▸ **Written request**:
Copy out each line of the records that contains the word "shirt", matching case exactly.

▸ **Rows**:
----
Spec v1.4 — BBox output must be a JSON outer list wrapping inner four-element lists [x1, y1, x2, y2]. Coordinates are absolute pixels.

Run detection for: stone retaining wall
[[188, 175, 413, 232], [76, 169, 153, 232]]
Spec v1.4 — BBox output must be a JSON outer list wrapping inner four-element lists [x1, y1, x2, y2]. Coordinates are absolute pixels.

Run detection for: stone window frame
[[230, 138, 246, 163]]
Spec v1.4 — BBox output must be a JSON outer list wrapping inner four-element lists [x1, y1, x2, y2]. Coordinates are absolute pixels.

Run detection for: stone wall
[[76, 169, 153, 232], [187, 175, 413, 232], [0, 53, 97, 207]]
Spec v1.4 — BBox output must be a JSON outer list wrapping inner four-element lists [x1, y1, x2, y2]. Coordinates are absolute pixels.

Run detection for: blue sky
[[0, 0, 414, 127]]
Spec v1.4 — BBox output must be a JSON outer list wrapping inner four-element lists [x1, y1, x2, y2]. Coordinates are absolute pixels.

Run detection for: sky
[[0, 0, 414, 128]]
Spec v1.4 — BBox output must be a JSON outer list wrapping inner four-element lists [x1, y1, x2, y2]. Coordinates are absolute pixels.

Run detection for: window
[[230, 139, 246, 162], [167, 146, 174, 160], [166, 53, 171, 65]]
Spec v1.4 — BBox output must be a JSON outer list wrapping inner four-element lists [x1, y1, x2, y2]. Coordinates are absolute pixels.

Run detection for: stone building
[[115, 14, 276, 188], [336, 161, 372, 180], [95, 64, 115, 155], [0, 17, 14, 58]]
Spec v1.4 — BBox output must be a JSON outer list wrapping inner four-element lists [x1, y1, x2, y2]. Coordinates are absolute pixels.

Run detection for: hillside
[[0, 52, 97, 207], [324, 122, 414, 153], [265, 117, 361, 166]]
----
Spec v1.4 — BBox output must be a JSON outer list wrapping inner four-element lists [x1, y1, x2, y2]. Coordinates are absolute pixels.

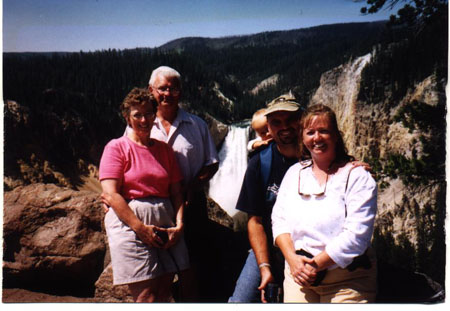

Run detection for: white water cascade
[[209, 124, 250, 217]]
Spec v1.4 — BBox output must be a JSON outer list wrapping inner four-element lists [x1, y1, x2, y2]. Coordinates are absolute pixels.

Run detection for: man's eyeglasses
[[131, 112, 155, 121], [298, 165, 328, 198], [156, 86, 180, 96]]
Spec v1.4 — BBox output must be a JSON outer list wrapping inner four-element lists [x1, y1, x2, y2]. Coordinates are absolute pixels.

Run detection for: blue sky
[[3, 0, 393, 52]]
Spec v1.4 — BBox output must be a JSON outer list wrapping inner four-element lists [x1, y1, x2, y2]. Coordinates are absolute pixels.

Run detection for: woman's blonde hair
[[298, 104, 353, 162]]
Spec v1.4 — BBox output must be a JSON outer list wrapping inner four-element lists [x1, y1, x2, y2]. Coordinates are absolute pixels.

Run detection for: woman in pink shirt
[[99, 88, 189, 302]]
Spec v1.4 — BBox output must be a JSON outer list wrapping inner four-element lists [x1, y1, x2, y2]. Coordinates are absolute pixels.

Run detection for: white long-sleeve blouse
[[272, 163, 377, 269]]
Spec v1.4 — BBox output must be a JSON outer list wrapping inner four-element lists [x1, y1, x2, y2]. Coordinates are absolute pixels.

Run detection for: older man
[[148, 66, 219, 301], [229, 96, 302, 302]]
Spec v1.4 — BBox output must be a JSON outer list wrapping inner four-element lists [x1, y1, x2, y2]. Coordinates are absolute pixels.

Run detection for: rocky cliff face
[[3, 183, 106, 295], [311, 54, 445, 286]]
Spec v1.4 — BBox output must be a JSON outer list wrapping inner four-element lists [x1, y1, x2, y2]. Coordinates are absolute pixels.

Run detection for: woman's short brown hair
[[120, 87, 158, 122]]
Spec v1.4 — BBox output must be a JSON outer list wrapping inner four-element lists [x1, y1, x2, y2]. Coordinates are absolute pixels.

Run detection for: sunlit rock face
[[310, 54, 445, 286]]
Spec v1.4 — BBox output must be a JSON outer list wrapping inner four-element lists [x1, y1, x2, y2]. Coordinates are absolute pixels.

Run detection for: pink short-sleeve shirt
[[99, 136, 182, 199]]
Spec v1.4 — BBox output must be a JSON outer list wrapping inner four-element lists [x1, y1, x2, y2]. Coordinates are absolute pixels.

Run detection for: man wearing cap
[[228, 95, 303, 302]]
----
▸ **Expected answer**:
Run detection for: woman in pink shirt
Run detection for: pink short-sleeve shirt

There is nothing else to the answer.